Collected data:
= = =

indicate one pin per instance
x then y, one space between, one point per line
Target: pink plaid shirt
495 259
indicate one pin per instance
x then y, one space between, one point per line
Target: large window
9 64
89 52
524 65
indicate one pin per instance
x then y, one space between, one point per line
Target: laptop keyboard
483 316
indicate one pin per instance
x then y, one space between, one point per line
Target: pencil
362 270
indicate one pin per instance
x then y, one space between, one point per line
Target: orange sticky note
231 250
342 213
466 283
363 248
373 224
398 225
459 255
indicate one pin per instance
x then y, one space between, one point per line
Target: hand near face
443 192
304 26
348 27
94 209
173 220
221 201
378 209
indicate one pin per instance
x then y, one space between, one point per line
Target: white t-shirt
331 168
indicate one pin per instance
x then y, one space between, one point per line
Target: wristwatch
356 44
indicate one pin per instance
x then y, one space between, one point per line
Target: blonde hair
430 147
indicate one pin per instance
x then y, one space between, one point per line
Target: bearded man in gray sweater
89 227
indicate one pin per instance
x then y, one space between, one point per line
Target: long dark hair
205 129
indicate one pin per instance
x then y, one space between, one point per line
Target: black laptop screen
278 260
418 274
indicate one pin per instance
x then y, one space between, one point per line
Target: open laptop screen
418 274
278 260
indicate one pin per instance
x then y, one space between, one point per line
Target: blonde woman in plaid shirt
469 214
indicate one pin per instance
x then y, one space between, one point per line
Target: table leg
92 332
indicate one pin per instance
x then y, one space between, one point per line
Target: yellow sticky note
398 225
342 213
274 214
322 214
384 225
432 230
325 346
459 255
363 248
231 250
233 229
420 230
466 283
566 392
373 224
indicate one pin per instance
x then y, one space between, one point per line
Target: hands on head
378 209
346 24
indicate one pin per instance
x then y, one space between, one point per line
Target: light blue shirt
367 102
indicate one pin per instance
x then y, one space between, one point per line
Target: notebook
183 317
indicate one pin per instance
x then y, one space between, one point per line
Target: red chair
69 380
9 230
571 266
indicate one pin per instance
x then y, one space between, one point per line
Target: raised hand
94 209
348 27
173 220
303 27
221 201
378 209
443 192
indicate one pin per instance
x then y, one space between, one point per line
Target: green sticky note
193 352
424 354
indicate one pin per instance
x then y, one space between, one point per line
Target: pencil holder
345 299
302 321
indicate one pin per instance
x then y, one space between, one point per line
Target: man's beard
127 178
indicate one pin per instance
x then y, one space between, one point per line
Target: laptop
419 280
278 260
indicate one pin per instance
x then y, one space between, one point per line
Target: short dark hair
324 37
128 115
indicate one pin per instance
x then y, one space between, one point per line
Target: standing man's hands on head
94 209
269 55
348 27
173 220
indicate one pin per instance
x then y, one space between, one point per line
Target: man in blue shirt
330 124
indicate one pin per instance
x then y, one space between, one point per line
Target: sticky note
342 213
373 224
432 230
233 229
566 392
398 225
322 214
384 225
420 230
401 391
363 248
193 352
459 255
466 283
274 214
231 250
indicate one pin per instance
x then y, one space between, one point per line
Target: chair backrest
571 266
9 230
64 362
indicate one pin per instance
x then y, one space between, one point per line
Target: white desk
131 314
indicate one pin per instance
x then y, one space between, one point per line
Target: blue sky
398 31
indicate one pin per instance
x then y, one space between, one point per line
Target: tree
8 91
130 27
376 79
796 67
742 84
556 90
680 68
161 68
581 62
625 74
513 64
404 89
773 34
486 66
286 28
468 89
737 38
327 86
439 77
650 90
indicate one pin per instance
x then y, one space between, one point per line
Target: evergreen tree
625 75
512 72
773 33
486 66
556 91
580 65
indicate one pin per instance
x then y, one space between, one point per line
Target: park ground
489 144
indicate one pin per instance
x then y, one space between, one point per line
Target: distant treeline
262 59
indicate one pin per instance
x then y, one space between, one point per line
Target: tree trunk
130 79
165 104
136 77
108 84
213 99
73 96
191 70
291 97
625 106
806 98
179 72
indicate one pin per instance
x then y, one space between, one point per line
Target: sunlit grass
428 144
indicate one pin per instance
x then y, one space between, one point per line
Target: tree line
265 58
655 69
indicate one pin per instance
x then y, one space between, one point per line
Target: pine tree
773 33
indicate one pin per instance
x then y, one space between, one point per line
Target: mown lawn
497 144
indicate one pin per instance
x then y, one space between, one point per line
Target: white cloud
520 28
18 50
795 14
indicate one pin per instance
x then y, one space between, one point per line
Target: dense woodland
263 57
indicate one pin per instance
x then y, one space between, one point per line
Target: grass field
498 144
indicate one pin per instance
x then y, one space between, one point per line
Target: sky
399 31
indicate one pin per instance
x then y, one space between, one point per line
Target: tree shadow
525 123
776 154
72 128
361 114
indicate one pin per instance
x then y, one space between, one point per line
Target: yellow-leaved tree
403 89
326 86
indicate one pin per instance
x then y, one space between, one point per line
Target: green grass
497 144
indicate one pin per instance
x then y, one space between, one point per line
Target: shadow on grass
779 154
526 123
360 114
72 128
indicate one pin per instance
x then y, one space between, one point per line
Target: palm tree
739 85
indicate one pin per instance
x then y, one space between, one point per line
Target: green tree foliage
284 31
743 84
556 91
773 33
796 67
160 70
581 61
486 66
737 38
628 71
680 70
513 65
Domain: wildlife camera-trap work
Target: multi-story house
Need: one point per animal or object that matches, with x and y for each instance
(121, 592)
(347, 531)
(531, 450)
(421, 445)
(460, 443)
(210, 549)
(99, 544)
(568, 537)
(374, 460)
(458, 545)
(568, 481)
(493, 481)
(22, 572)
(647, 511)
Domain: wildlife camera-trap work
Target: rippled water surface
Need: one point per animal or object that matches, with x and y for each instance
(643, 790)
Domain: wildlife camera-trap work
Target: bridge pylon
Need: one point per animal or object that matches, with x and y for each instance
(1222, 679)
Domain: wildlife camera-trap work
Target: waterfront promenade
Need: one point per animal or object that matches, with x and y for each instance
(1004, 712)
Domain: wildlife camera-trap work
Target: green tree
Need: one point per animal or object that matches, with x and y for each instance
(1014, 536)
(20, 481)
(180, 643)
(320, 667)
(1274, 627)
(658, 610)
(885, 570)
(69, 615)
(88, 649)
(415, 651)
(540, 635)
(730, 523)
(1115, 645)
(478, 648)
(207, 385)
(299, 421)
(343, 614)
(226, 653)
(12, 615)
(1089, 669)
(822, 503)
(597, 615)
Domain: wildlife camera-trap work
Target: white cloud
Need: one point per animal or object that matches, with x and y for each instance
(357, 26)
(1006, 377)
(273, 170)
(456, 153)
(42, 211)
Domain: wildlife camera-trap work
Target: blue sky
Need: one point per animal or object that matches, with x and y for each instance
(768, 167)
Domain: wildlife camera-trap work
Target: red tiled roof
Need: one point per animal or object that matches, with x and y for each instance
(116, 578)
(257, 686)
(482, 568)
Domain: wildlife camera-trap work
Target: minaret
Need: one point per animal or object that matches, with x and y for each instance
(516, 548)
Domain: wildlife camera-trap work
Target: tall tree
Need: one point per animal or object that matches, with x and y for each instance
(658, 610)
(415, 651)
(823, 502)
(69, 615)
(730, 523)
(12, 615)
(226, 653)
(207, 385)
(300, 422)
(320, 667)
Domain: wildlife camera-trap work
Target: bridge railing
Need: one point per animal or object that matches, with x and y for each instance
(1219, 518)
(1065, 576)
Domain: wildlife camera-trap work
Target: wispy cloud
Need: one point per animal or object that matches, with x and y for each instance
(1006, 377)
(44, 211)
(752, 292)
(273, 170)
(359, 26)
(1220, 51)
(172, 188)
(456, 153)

= = =

#### What to work on
Each line shown above must be repeated exactly.

#### Output for this exercise
indicate one pin per instance
x then y, one space between, one point per line
Target: pink plaid shirt
495 259
indicate one pin per instance
x then y, one space between, one point per line
Target: large window
9 64
89 52
524 65
indicate one pin per instance
x then y, one space between, one point per line
Target: laptop keyboard
483 316
indicate one pin per instance
x then y, one space between, one point per line
Target: pencil
362 270
indicate one pin per instance
x then y, one space between, one point per line
Target: orange sticky note
231 250
342 213
466 283
363 248
373 224
398 225
459 255
indicate one pin per instance
x then y, one space between, one point per line
Target: hand near face
443 192
304 26
348 27
94 209
173 220
221 201
378 209
indicate one pin per instance
x then y, one space between, one point per line
Target: white t-shirt
331 168
indicate one pin per instance
x then y, one space between, one point per line
Target: wristwatch
356 44
indicate one pin per instance
x then y, one space between, one point per line
Target: blonde hair
430 147
indicate one pin per instance
x then y, one space between, one point per line
Target: bearded man in gray sweater
89 227
indicate one pin per instance
x then y, one space between, one point per line
Target: long dark hair
205 129
indicate one pin per instance
x then y, one space between, one point per line
Target: black laptop screen
278 260
418 274
indicate one pin per instance
x then y, one space between, one point per line
Target: open laptop screen
418 274
278 260
indicate one pin per instance
x then y, one space between, one point per line
Target: blonde woman in plaid shirt
469 214
indicate one pin per instance
x then y, one space between, one point per line
Target: table leg
92 332
indicate one pin per instance
x then y, one space between, one point per line
Target: yellow sticky note
398 225
342 213
274 214
322 214
384 225
432 230
325 346
459 255
363 248
231 250
233 229
420 230
466 283
566 392
373 224
indicate one pin per instance
x then y, one space between, one point per line
Target: hands on head
378 209
346 24
indicate one pin per instance
x then y, one space between, one point per line
Target: light blue shirt
367 102
indicate one pin per instance
x then y, one space between, one point per line
Target: notebook
183 317
indicate one pin per instance
x then y, one space between, one point per line
Target: red chair
69 380
9 230
571 266
indicate one pin per instance
x then y, one space between, one point per line
Target: raised hand
94 209
348 27
173 220
303 27
221 201
378 209
443 192
indicate one pin per instance
x then y, one space between, one point per line
Target: green sticky note
193 352
424 354
indicate one pin per instance
x then y, one space between, one point per line
Target: pencil holder
345 299
302 321
indicate one pin per instance
x then y, one space between, one point per line
Target: man's beard
127 178
indicate one pin per instance
x then y, one space between, one point per line
Target: laptop
419 280
278 260
indicate one pin per instance
x then y, one space between, one point per line
Target: short dark hair
324 37
128 115
indicate one pin per instance
x then y, one space between, one point per line
Target: standing man's hands on head
94 209
269 55
348 27
173 220
indicate one pin per instance
x then y, one space between, one point per line
Target: man in blue shirt
330 124
indicate one pin per instance
x then y, one space between, one point per line
Target: sticky note
342 213
373 224
432 230
233 229
566 392
398 225
322 214
384 225
420 230
401 391
363 248
193 352
459 255
466 283
274 214
231 250
indicate one pin per instance
x then y, one space between, one point per line
Target: chair backrest
571 266
9 230
64 362
indicate one pin per instance
x then y, one space between, one point per line
Target: white desk
131 314
indicate one pin per instance
x then y, one space between, one point per line
Target: blue sky
398 31
indicate one pin per instance
x then y, one space between, one point per line
Target: tree
8 91
130 27
376 79
796 67
742 84
556 90
680 68
161 68
581 62
625 74
513 64
404 89
773 34
486 66
286 28
468 89
737 38
327 86
439 77
650 90
indicate one pin per instance
x then y, one space between, one point per line
Target: evergreen tree
625 75
512 72
773 33
486 66
556 91
580 65
indicate one pin per instance
x then y, one space between, one point per line
Target: park ground
489 144
indicate one pin per instance
x then y, one space between, one point per line
Target: distant treeline
262 59
indicate one pin per instance
x then y, one space between, one point per line
Target: tree trunk
130 79
165 104
136 77
108 84
213 99
73 96
191 70
291 97
625 106
806 98
179 72
indicate one pin per instance
x then y, one space between, one point per line
Target: sunlit grass
428 144
indicate one pin per instance
x then y, one space between, one point per line
Target: tree line
265 58
655 69
indicate one pin per instance
x then y, one space between, one point per line
Target: pine tree
773 33
indicate one pin per instance
x then y, one space between, one point per line
Target: mown lawn
497 144
indicate one pin per instance
x then y, one space between, one point per line
Target: white cloud
520 28
18 50
795 14
indicate one pin per instance
x then y, one space between, one point per line
Target: dense woodland
263 57
indicate one pin per instance
x then y, one space between, one point per line
Target: grass field
498 144
indicate one pin per instance
x then y, one space between, one point per line
Target: sky
399 31
indicate one pin per instance
x then y, one space between, one point per line
Target: tree shadow
525 123
776 154
72 128
361 114
indicate one pin per instance
x then y, one space between, one point per line
Target: yellow-leaved tree
403 89
326 86
indicate one pin per instance
x then y, one space between, one point per line
Target: green grass
497 144
indicate one pin per instance
x then y, one space between, one point per line
Target: shadow on grass
779 154
526 123
360 114
72 128
indicate one pin per instance
x then y, one space between, one point per line
Target: palm tree
739 85
indicate one pin per instance
x then y, one space between, one point per line
Target: green tree foliage
284 31
743 84
556 91
773 33
796 67
160 70
581 61
486 66
737 38
628 71
680 70
513 65
Domain: wildlife camera-trap work
Target: multi-story house
Need: one point per animal or object that matches, with x and y for each instance
(121, 592)
(347, 531)
(531, 450)
(421, 445)
(460, 443)
(210, 549)
(99, 544)
(568, 537)
(374, 460)
(458, 545)
(568, 481)
(493, 481)
(22, 572)
(647, 511)
Domain: wildlife camera-trap work
Target: rippled water surface
Need: one point per animal or object that matches, with x and y for each instance
(643, 790)
Domain: wildlife camera-trap work
Target: bridge pylon
Need: one point per animal or object that matches, with x and y for each instance
(1222, 679)
Domain: wildlife camera-trap work
Target: waterfront promenade
Need: one point per animal or object that matches, with x and y for each instance
(1004, 712)
Domain: wildlife camera-trap work
Target: green tree
Need: one point per animal or object that matches, with x and y for each instance
(1014, 536)
(20, 481)
(180, 643)
(320, 667)
(1274, 627)
(658, 610)
(885, 570)
(69, 615)
(88, 649)
(415, 651)
(540, 635)
(730, 523)
(1115, 645)
(478, 648)
(207, 385)
(299, 421)
(343, 614)
(226, 653)
(12, 615)
(1089, 669)
(822, 503)
(597, 615)
Domain: wildlife camera-trap work
Target: white cloud
Need: one point per animal or object that matches, with x and y for each instance
(357, 26)
(1006, 377)
(273, 170)
(456, 153)
(42, 211)
Domain: wildlife camera-trap work
Target: blue sky
Need: one point per animal or object that matches, with x and y for each instance
(768, 167)
Domain: wildlife camera-trap work
Target: red tiled roof
Need: one point per animal or object that matches, with x and y for each instance
(116, 578)
(257, 686)
(482, 568)
Domain: wildlife camera-trap work
Target: minaret
Need: one point per animal or object that matches, with x and y for each instance
(516, 548)
Domain: wildlife camera-trap work
Target: tall tree
Need: one point per animal or object that matches, with x and y for each instance
(658, 610)
(415, 651)
(823, 502)
(69, 615)
(730, 523)
(12, 615)
(226, 653)
(207, 385)
(300, 422)
(320, 667)
Domain: wildlife camera-trap work
Target: bridge railing
Need: one point per animal or object that matches, with x and y for each instance
(1219, 518)
(1065, 576)
Domain: wildlife camera-trap work
Target: wispy cloud
Need: one point per animal or object that matches, with x and y for each instance
(1006, 377)
(44, 211)
(752, 292)
(273, 170)
(359, 26)
(1220, 51)
(172, 188)
(456, 153)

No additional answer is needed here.